Rewrite the lines below, putting "it would be appreciated" wherever "your help would be valued" appears and leaving everything else unchanged.

____ PROVIDED RECORDS

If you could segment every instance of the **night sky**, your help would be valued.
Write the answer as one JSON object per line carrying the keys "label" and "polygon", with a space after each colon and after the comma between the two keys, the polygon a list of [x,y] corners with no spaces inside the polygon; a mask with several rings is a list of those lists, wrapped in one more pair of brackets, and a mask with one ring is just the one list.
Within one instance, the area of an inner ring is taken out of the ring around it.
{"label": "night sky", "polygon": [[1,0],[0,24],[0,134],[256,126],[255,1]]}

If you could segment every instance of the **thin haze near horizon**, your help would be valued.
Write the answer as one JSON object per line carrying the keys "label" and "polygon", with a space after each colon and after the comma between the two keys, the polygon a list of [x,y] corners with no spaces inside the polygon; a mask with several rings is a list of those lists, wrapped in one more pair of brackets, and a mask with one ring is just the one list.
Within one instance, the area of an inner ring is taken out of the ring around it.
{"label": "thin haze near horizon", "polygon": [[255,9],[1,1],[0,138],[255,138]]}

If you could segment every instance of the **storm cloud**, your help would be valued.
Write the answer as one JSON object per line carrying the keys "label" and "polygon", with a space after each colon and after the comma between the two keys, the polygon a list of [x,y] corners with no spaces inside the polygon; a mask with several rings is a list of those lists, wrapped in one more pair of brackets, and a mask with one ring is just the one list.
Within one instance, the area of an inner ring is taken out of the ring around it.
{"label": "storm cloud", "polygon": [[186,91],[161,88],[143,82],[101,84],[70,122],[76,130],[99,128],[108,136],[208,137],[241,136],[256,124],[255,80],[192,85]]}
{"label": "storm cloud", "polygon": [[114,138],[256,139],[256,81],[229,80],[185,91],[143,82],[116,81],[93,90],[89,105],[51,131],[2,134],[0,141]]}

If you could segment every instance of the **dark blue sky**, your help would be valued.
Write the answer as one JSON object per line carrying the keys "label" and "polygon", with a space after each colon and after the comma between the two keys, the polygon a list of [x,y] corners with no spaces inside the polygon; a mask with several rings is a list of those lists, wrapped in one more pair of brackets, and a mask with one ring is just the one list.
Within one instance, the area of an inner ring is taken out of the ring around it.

________

# SOLUTION FOR THIS TASK:
If you could segment every instance of the **night sky**, it would be appreciated.
Write the answer as one JSON object per line carrying the keys "label" and "polygon", with a space after each colon and after the comma between the two keys, the polygon a list of [x,y] corners with no spaces inside the polygon; a mask with several rings is a list of those lists, wrapped in one more pair of brackets, and a mask with one ring is just the one list.
Within one instance, the area of an inner ring is taken out of the ring around it.
{"label": "night sky", "polygon": [[1,0],[0,24],[0,134],[256,126],[255,1]]}

If you could segment every instance of the **thin haze near horizon**, it would be appreciated.
Write the answer as one JSON object per line carrying the keys "label" and "polygon", with a space after each colon and after the comma between the two keys, the polygon a list of [x,y] corners with no spaces inside the polygon; a mask with several rings is a list of those lists, wrapped in one more pair of brackets, and a mask with one ring is just the one list.
Within one instance, the area of an inner ring is taken out of the ring around it.
{"label": "thin haze near horizon", "polygon": [[255,9],[1,1],[0,138],[255,138]]}

If you could segment every instance of the **storm cloud**, it would be appreciated.
Write the answer as one JSON object per line carrying the keys "label" and "polygon", with a space after each colon and after the comma between the two keys, the polygon a list of [x,y] corners with no spaces inside the polygon; a mask with several rings is a list of those lists, wrapped in one more pair of brackets, and a mask with one ring is just the one list.
Within one instance, the area of an inner ring is taken out of the ring around it.
{"label": "storm cloud", "polygon": [[186,91],[161,88],[143,82],[101,84],[70,122],[76,130],[99,128],[108,136],[208,137],[241,136],[256,124],[255,80],[192,85]]}
{"label": "storm cloud", "polygon": [[114,138],[256,139],[256,81],[229,80],[185,91],[143,82],[116,81],[93,90],[89,105],[51,131],[2,134],[0,141]]}

If you could segment every instance of the **dark blue sky**, it would be appreciated.
Write the answer as one JSON object per line carrying the keys "label" and "polygon", with a space after each colon and after the comma between the two keys, the polygon a list of [x,y] corners with no spaces inside the polygon; a mask with several rings is a list of those lists, wrapped in one more pair of brackets, and a mask with one ring is just the one list.
Within one instance, the area of an inner ring is taken out of the ring around it.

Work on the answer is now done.